I think what I am really saying is that language
is better than reality, so it doesn't have
to be bath time for you to enjoy
all the Bathtub Families as they float in the air around your head.

Now I can add a mental image of ReadersGuide when I think about her, but meeting her didn't change my picture of her otherwise. Especially for those of us who love language, it can be "better than reality" because you don't have to bother with airline tickets and driving down deer-strewn highways on windy nights and children who get sick when someone is visiting (as Walker did last night). Eating pizza and drinking wine with someone in real life beats the heck out of doing it virtually. But I enjoy all of you imaginary readers who float in the air around my head and into the comments here!

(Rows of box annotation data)
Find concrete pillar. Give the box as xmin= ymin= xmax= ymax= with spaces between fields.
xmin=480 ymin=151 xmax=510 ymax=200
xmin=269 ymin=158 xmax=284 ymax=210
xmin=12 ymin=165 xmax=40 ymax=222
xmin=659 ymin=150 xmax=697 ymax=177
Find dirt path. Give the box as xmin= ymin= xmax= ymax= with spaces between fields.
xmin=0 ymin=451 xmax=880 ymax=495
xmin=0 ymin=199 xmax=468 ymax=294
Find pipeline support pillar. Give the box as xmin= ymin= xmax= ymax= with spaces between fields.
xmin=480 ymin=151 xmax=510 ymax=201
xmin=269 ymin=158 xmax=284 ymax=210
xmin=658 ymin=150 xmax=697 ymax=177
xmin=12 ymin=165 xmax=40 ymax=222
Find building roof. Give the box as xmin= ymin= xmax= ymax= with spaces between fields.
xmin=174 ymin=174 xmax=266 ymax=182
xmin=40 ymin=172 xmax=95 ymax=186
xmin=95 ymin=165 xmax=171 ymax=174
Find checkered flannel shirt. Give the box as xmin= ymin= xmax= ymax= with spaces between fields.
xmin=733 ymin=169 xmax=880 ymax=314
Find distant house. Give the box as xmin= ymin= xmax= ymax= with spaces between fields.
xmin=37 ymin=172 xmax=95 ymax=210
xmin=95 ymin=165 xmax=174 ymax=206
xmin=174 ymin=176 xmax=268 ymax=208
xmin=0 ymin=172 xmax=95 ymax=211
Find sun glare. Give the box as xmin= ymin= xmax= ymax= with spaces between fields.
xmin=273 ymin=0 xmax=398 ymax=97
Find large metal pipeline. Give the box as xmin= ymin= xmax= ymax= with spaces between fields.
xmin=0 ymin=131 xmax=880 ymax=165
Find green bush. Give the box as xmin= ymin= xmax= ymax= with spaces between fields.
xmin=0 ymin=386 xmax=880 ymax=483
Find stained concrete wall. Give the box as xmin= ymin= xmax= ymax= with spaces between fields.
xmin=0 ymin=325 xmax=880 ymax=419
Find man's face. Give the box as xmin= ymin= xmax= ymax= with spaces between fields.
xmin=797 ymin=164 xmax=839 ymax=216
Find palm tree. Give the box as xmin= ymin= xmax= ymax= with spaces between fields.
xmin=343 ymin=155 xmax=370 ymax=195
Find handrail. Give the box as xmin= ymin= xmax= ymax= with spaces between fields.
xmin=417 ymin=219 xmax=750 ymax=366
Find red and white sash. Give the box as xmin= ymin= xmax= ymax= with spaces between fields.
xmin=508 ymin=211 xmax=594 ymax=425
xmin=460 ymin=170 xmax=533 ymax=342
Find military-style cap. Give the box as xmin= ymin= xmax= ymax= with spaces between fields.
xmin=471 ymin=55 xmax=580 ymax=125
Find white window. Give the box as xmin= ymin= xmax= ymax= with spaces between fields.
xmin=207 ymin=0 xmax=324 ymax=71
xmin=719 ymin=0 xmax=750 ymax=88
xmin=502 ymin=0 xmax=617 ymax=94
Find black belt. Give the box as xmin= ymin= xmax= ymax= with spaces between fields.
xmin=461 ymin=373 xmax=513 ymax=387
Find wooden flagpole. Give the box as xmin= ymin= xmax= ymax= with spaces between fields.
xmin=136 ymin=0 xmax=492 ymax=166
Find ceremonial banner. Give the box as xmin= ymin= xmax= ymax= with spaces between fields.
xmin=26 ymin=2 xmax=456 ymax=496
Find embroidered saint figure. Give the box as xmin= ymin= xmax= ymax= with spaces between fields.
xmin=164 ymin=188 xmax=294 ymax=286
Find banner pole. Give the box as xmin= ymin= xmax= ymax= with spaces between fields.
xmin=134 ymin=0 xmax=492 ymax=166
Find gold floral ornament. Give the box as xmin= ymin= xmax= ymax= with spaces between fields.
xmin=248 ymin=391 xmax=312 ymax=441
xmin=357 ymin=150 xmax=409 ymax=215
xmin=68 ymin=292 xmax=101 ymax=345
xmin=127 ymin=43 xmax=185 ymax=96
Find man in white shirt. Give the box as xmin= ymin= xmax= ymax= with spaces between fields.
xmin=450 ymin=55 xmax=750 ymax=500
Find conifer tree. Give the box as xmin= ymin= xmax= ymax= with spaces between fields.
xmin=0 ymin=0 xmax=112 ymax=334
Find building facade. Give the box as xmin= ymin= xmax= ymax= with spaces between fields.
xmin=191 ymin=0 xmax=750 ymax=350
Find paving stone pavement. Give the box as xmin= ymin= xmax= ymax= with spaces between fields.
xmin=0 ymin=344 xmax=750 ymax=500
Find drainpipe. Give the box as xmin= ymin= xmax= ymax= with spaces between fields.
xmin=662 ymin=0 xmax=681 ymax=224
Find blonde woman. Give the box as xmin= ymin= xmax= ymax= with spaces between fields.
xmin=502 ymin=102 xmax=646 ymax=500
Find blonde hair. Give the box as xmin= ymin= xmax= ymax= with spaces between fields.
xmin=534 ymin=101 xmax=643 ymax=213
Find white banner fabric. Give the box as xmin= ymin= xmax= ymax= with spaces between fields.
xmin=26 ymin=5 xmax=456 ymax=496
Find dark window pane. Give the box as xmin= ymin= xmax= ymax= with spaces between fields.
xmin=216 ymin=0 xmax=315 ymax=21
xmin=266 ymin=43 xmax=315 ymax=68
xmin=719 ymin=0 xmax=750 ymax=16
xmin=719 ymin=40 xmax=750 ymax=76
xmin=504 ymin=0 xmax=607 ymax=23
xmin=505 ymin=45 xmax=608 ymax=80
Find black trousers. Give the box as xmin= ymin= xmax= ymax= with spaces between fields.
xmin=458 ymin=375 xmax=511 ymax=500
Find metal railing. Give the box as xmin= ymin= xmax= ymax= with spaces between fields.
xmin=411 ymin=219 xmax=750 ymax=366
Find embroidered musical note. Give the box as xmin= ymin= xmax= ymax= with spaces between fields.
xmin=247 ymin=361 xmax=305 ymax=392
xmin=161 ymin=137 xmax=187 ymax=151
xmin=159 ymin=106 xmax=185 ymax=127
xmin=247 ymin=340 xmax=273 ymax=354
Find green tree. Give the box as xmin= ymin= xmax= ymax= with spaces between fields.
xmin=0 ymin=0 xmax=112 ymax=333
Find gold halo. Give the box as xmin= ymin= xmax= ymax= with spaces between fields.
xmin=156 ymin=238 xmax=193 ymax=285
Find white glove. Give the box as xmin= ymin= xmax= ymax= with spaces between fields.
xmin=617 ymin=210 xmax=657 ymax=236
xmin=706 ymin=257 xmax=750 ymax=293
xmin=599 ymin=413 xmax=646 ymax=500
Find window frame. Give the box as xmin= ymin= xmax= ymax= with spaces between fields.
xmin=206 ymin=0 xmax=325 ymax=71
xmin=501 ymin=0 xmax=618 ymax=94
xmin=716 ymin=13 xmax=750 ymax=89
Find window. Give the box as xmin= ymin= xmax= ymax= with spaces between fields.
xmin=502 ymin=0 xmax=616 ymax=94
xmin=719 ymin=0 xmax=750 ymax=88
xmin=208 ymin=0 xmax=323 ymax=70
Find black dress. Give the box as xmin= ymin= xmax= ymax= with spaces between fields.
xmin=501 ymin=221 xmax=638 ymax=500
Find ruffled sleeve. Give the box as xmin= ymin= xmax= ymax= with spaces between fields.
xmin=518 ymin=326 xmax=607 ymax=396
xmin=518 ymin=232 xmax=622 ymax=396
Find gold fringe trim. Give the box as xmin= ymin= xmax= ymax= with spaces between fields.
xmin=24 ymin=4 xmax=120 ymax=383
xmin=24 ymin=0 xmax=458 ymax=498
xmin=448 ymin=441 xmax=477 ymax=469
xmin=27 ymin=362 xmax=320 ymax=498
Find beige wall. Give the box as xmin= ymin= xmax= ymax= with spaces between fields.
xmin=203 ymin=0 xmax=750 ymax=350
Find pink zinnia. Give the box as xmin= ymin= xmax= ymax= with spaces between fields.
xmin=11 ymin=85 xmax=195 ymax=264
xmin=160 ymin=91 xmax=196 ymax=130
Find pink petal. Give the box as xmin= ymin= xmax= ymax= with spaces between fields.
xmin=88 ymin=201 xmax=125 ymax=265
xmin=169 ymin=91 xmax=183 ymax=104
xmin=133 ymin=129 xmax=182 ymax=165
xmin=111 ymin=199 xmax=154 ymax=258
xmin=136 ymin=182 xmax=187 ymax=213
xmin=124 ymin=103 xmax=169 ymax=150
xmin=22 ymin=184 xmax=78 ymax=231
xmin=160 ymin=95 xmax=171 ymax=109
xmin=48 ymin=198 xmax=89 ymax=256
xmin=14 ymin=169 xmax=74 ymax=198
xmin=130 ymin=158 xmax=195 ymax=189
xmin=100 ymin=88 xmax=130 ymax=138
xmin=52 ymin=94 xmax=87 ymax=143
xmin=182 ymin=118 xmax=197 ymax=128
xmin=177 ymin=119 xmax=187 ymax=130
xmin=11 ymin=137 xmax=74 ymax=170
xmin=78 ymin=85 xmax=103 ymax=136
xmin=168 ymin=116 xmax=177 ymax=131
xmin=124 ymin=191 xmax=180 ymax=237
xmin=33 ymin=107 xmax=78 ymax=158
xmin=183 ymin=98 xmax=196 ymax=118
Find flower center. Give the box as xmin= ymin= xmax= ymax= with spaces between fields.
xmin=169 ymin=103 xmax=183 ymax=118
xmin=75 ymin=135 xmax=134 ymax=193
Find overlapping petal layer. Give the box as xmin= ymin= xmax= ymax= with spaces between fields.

■ PROBLEMS TO SOLVE
1. In the passage on language being better than reality, list the things it says you don't have to bother with.
2. Write out the passage on language being better than reality, from "Now I can add" up to and including "the comments here!".

■ TASK ANSWERS
1.
- airline tickets
- driving down deer-strewn highways on windy nights
- children who get sick when someone is visiting

2.
Now I can add a mental image of ReadersGuide when I think about her, but meeting her didn't change my picture of her otherwise. Especially for those of us who love language, it can be "better than reality" because you don't have to bother with airline tickets and driving down deer-strewn highways on windy nights and children who get sick when someone is visiting (as Walker did last night). Eating pizza and drinking wine with someone in real life beats the heck out of doing it virtually. But I enjoy all of you imaginary readers who float in the air around my head and into the comments here!